2. Mechanisms of pharmacokinetic-based botanical–drug interactions
Pharmacokinetic-based drug interactions can manifest because of changes in the absorption, distribution, metabolism, and/or excretion (ADME) pathways of the victim drug in the presence of a perpetrator. Changes in drug absorption may be mediated through modulation of intestinal uptake and efflux transporters and intestinal metabolizing enzymes; while changes in metabolism/excretion occur through inhibition/induction of metabolizing enzymes and/or modulation of hepatic/renal uptake and efflux transporters. Uptake transporters may regulate drug absorption, distribution, thus modulation of these transporters may affect plasma and tissue exposure [9].
2.1. Modulation of metabolizing enzymes
Drug-mediated inhibition of drug metabolizing enzymes is the most common mechanism underlying PK interactions [10]. Enzyme inhibition can be classified into reversible (via competitive and noncompetitive modes) and time-dependent inhibition (TDI). Unlike reversible inhibition, TDI can persist even after withdrawal of the perpetrator since recovery of enzyme activity requires de novo protein synthesis [11]. Inhibition of metabolic enzymes can manifest clinically as an increase in the systemic exposure of the victim drug due to decreased metabolic clearance or increased bioavailability [12].

(Collected data)
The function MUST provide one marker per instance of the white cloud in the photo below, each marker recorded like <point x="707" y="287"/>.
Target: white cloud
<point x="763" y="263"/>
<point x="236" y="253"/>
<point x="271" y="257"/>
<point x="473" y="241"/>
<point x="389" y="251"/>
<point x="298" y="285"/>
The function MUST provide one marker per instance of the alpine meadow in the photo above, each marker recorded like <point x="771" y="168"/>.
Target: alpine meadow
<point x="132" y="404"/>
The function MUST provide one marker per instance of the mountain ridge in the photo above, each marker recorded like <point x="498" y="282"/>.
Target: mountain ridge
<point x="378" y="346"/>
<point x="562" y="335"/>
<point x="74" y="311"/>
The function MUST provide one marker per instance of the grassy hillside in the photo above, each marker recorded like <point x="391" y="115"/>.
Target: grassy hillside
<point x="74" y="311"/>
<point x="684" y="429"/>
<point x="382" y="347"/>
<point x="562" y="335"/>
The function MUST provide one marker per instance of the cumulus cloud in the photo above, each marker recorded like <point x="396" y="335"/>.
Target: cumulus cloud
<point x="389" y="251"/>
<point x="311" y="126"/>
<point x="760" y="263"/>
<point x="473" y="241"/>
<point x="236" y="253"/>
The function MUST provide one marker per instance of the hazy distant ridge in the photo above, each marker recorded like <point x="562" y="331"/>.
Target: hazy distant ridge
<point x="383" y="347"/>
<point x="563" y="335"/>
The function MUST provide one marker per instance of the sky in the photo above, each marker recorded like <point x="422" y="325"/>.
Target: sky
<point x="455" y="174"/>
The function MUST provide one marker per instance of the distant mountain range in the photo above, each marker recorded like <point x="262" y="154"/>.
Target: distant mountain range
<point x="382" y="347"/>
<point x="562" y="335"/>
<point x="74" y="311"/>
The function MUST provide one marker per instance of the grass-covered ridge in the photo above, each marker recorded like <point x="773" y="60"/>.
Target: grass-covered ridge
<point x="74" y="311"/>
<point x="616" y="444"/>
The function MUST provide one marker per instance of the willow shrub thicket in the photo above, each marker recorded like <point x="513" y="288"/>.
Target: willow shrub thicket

— ASSIGNED TASK A —
Summarize the passage on botanical–drug interactions in two sentences.
— ASSIGNED TASK B —
Copy everything from "2.1. Modulation of" down to "increased bioavailability [12]." in the passage on botanical–drug interactions, replacing "perpetrator" with "precipitant".
The collected data have no connection to the text.

— TASK OUTPUT A —
Pharmacokinetic drug interactions can arise from changes in the absorption, distribution, metabolism, and/or excretion of a victim drug when a perpetrator is present, and these changes are mediated through uptake and efflux transporters and metabolizing enzymes. Inhibition of drug metabolizing enzymes, which may be reversible or time-dependent, is the most common mechanism behind such interactions and can increase the victim drug's systemic exposure.

— TASK OUTPUT B —
2.1. Modulation of metabolizing enzymes
Drug-mediated inhibition of drug metabolizing enzymes is the most common mechanism underlying PK interactions [10]. Enzyme inhibition can be classified into reversible (via competitive and noncompetitive modes) and time-dependent inhibition (TDI). Unlike reversible inhibition, TDI can persist even after withdrawal of the precipitant since recovery of enzyme activity requires de novo protein synthesis [11]. Inhibition of metabolic enzymes can manifest clinically as an increase in the systemic exposure of the victim drug due to decreased metabolic clearance or increased bioavailability [12].